[Data drawn from a collection]
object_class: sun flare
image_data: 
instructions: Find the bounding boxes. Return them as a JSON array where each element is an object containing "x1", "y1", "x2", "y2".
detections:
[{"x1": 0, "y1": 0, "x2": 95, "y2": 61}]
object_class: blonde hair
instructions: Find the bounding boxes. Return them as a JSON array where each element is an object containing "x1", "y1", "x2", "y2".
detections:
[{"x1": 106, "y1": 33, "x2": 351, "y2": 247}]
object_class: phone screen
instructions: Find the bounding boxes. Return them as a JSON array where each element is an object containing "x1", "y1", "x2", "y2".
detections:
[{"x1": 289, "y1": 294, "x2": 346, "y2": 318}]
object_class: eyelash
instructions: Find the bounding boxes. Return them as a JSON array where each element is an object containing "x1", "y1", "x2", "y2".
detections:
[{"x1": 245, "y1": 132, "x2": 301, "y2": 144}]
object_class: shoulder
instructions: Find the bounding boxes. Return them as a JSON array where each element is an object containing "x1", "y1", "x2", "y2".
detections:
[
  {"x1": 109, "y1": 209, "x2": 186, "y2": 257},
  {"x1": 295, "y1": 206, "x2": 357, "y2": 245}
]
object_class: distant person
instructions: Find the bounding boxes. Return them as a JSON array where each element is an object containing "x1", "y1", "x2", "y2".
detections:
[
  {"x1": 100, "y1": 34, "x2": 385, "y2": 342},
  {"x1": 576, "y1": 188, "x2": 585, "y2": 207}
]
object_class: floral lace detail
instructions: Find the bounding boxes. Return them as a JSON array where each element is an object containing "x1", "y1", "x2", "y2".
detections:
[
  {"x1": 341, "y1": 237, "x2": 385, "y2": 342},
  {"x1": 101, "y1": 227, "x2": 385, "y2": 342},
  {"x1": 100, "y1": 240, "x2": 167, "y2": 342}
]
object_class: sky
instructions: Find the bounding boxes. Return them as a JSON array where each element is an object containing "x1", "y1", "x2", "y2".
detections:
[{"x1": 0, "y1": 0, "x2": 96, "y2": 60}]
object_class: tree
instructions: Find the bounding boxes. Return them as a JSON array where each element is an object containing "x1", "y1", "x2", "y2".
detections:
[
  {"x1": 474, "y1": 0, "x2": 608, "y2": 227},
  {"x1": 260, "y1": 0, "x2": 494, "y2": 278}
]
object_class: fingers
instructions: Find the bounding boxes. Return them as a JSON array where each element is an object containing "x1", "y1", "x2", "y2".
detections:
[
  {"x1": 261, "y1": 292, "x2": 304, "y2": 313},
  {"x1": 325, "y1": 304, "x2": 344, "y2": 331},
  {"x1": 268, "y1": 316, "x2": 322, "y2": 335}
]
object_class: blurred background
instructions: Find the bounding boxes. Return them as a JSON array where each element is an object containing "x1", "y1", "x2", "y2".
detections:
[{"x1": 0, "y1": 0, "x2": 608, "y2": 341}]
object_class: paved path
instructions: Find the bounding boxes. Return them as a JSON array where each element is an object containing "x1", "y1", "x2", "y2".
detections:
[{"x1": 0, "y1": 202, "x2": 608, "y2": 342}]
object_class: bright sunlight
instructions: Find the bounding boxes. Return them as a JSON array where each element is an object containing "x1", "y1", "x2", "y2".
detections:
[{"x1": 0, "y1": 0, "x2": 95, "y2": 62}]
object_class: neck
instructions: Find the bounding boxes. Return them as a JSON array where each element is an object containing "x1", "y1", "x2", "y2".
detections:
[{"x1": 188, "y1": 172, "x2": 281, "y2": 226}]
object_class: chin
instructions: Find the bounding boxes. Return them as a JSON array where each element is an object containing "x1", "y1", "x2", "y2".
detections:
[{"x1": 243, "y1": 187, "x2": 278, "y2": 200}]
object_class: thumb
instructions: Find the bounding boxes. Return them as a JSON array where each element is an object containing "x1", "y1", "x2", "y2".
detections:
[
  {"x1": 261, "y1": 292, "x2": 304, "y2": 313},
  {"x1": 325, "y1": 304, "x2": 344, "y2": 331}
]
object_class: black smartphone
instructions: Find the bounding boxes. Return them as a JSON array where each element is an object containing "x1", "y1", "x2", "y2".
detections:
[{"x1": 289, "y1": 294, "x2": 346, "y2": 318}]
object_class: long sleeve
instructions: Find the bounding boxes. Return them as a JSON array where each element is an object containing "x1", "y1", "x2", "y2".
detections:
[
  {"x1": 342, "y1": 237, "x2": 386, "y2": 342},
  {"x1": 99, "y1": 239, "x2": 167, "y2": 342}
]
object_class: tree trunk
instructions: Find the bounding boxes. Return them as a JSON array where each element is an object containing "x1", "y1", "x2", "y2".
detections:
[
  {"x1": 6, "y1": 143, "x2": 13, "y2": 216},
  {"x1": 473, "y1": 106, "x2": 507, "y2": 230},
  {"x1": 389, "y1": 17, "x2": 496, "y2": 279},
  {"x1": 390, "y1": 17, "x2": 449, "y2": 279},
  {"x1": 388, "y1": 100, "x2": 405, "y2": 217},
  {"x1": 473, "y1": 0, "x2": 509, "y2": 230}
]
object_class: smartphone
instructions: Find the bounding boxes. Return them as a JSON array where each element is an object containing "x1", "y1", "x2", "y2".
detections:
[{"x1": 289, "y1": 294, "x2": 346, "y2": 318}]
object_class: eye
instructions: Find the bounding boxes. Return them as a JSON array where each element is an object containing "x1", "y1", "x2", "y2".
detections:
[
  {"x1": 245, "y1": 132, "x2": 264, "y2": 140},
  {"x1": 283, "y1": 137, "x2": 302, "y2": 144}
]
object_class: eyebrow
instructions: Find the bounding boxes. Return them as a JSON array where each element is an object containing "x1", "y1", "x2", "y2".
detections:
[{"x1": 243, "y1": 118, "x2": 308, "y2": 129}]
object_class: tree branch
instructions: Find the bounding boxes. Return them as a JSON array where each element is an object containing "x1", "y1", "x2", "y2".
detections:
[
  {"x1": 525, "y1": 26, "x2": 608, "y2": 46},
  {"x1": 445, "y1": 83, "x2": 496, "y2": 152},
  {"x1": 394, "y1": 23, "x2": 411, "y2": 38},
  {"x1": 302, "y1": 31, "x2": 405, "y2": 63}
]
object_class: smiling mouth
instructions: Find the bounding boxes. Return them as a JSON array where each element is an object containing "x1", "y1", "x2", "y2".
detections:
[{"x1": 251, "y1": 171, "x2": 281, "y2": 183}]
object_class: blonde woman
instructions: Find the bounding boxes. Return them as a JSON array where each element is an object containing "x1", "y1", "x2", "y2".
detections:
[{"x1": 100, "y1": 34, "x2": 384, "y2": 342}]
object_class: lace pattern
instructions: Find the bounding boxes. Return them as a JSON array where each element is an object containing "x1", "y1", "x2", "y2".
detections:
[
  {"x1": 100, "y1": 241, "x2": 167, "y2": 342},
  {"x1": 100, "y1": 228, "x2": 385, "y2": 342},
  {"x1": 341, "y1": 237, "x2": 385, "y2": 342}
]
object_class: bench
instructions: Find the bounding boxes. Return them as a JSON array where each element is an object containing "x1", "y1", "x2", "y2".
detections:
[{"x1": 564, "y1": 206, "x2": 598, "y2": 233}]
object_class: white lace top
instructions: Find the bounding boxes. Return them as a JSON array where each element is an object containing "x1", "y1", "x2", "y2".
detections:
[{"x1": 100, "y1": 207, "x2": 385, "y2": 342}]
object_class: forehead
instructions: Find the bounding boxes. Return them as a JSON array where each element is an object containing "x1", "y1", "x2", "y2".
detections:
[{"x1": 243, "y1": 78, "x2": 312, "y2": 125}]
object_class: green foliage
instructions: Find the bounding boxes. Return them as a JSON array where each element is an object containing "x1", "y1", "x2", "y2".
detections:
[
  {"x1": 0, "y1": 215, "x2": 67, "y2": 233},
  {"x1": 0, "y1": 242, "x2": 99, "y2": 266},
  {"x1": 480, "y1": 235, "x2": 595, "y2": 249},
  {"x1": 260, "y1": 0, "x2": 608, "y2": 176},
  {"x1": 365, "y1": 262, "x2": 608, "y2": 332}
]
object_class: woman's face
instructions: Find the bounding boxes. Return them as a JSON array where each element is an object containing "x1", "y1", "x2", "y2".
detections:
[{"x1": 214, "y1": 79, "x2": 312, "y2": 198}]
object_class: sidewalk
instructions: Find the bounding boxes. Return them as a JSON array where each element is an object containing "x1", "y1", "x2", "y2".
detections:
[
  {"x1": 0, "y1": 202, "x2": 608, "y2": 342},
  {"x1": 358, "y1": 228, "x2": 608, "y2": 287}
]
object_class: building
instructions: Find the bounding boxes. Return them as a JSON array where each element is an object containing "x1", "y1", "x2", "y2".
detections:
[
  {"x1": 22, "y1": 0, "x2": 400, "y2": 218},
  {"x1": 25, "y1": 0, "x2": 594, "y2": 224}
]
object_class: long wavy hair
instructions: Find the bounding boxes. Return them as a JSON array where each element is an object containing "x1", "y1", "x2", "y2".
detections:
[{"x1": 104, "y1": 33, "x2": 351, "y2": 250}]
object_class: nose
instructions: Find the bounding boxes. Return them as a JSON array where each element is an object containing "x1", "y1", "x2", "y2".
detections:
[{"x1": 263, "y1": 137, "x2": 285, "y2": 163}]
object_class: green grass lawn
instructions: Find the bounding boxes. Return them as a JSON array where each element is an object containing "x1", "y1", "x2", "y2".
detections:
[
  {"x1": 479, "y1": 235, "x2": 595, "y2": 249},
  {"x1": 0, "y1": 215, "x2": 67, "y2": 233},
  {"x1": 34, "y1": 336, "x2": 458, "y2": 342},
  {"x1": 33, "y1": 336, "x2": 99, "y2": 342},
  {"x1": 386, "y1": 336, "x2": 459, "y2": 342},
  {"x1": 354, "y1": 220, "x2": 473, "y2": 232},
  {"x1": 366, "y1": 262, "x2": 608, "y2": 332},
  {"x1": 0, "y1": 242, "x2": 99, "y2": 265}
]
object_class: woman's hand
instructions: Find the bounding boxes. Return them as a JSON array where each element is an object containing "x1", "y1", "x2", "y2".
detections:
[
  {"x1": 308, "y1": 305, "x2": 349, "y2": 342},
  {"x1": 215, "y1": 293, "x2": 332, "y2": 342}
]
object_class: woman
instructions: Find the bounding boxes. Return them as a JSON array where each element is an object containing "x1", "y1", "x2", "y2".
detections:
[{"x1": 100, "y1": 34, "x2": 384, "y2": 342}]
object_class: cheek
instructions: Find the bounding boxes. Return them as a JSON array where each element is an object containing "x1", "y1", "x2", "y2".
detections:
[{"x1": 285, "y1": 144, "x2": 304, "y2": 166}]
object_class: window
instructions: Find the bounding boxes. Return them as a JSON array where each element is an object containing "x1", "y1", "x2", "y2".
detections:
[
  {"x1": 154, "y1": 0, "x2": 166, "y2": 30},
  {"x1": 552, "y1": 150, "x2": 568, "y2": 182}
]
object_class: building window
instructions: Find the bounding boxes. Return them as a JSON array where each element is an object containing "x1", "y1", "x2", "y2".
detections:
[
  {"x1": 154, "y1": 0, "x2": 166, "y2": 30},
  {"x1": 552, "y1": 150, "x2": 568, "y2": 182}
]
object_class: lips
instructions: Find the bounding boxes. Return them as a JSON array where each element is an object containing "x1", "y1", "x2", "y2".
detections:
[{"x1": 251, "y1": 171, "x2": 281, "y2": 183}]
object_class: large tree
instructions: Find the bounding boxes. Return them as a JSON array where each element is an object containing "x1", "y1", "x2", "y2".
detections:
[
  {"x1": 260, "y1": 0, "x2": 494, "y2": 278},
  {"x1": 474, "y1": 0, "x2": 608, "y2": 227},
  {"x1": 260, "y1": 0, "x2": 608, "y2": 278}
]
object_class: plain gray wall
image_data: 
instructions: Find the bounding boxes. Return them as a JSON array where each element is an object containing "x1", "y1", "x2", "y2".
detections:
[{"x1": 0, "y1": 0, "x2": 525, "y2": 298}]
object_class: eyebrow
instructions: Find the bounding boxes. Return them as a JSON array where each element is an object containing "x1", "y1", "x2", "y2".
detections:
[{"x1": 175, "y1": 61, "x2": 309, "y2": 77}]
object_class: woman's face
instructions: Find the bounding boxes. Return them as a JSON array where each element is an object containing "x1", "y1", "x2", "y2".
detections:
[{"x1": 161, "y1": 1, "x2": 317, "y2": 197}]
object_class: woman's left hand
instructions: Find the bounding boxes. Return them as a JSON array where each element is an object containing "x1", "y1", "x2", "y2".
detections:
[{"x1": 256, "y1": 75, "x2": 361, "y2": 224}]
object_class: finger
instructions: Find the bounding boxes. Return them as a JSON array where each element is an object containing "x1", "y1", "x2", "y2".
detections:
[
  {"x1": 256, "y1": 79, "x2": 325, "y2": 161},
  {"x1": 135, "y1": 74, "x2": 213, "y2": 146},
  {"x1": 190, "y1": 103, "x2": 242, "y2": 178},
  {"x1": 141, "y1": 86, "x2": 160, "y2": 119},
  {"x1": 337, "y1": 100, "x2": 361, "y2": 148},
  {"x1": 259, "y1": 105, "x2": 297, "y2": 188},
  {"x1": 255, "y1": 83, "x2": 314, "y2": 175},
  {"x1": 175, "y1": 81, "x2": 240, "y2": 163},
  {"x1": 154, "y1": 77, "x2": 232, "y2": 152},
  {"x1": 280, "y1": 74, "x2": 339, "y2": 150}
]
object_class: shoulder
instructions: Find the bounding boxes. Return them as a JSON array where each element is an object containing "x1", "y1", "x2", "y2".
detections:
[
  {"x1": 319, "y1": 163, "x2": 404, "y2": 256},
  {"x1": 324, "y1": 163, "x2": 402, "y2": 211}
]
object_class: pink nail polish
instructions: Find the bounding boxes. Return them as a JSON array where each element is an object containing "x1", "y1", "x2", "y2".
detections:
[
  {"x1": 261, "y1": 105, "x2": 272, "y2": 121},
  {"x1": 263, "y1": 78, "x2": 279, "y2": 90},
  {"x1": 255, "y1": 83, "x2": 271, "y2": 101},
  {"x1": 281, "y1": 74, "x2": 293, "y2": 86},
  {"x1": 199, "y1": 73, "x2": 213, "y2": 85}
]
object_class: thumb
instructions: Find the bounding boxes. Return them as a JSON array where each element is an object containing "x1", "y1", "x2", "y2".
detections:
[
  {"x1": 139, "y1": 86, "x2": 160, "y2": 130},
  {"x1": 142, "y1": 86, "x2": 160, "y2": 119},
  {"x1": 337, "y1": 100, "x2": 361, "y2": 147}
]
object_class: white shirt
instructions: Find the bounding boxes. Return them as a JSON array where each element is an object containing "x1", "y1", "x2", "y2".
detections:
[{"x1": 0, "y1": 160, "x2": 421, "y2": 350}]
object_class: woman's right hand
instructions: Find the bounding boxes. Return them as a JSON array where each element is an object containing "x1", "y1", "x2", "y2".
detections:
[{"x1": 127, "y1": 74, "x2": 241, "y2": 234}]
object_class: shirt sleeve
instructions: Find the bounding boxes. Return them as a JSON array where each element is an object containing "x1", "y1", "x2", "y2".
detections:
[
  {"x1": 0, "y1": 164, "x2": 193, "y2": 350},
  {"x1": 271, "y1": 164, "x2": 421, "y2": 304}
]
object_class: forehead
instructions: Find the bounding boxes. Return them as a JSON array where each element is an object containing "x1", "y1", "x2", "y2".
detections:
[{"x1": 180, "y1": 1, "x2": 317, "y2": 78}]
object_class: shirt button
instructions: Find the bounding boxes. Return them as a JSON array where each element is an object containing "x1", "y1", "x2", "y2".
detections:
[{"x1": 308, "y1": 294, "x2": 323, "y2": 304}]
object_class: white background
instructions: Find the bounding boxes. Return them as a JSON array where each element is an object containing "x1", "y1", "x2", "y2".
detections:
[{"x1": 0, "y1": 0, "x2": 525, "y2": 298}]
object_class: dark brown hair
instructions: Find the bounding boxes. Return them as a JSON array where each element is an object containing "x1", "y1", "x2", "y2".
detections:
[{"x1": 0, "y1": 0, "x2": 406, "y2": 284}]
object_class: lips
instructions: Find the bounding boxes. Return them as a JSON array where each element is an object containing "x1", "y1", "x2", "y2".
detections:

Given instruction >>
Report how many lines of the listing above contain the string "green", treating uppercase and lowercase as distinct. Give only the number.

Answer below >>
2